+++ Estratto selezionato +++

Da Hendrik Herzberg sul New Yorker, all’editoriale del giorno sul New York Times cui faceva da pendant il commento all’economista, e Nobel, Paul Krugman, da Ezra Klein sul Washington Post al sito Daily Beast, lo scontento è dovunque, anche nei media più mainstream. E se contro John Boehner e lo spirito kamikaze dei teapartisti alla Camera si spendono frustrate, inutili, accuse di «radicalismo», «estremismo» e «irresponsabilità » (quando non si parla di «follia pura»), le ire più feroci sono dirette a Barack Obama, il presidente che – di fronte agli americani – si è fatto arbitro dello scontro tra repubblicani e democratici al Congresso, dopo aver stabilito delle regole di gioco che sfavorivano la sua squadra (sollevando la possibilità  dei tagli a Medicare, Social Security e Medicaid) e che, in chiusura di partita, ha ceduto anche sull’ultima linea di difesa rimasta – e cioè quella di accompagnare ai tagli della spesa un aumento delle tasse (per i molto ricchi).
«Il suo approccio ai vasti problemi economici del paese, è l’aspetto più deludente della sua presidenza», scrive Hendrik Herzberg che mette il dito anche sulla clamorosa gaffe comunicativa della Casa Bianca: «Obama ha permesso che il deficit e la riduzione del debito diventassero un’emergenza più importante della disoccupazione di massa».
Il New York Times avrebbe voluto che Obama dimostrasse «più nerbo» nelle trattative contro i repubblicani, «magari minacciando di usare poteri costituzionali straordinari per ignorare il tetto del debito qualora il Congresso fosse venuto meno alla responsabilità  di alzarlo».

+++ Estratti dei dati +++

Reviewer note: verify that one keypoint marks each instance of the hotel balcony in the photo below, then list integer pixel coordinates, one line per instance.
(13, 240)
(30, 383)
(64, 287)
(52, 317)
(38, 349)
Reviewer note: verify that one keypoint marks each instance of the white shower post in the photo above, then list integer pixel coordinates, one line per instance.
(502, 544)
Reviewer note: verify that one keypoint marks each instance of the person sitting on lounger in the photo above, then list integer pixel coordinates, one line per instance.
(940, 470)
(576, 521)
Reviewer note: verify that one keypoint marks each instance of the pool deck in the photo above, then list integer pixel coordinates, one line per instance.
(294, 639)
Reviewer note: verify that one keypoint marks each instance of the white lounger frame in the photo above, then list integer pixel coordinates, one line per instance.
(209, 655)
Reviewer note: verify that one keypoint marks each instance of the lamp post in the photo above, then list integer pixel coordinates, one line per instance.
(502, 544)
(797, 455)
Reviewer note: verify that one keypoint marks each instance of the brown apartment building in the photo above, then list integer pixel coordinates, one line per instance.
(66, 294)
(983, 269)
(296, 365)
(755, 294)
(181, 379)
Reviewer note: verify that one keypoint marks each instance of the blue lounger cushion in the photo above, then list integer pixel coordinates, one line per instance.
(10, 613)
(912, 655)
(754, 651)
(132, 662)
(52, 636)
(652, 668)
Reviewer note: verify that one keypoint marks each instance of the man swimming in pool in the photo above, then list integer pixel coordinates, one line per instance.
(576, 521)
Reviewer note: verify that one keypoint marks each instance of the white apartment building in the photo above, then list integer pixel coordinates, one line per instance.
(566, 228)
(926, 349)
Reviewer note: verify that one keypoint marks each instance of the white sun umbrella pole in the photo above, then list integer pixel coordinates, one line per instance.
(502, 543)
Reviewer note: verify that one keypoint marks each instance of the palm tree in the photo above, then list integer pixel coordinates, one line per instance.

+++

_Il compito:_ Prosegui, per favore, il testo sulle critiche dei media americani a Obama per la trattativa sul debito, partendo dopo la sua ultima frase.

_Risultato del compito:_
«Obama continua a piegarsi davanti alle minacce dei repubblicani», ha scritto Krugman, che ha definito l’accordo «una catastrofe». «A dicembre i liberal conteranno sull’aiuto del presidente per difendere Medicaid e Medicare. Il che, disgraziatamente, oggi è diventata una prospettiva di cui aver paura», sostiene Michael Tomasky su The Daily Beast.
E non erano più generosi i deputati e i senatori democratici che Maureen Dowd citava sulla sua column domenicale. «Si è fatto definitivamente castrare dal Tea Party», «Una via di mezzo tra un professore pedante e un genitore severo», «Inetto alle trattative», «Si sta trasformando in Jimmy Carter davanti ai nostri occhi»… sono alcuni degli apprezzamenti raccolti (anonimamente) tra le file del partito di Obama dall’editorialista del New York Times.
Torna (di nuovo) spesso in scena anche il fantasma di Bill Clinton, la cui ritirata al centro, dopo un disastroso mid term, oggi viene paragonata a quella di Obama e resuscitata come un modello di moderazione e, soprattutto, di efficacia.
Chi infatti supponesse che la «malleabilità » del presidente Usa abbia incontrato, se non gratitudine, almeno un riscontro positivo presso i suoi avversari politici si sbaglia di grosso. «Una presidenza diminuita» è il titolo dell’editoriale dell’opinionista conservatore del New York Times Ross Douhtat. Con una scelta micidiale di aggettivo (è inammissibile nel credo dell’eccezionalismo americano) Fouad Ajami intitola il suo articolo sul Wall Street Journal,«Barack Obama il pessimista». Quasi peggio, David Brooks, il più ragionevole degli editorialisti conservatori del quotidiano di New York, che già  qualche giorno fa accusava Obama di essere un dilettante non all’altezza di gestire trattative tra i politici stagionati del Congresso.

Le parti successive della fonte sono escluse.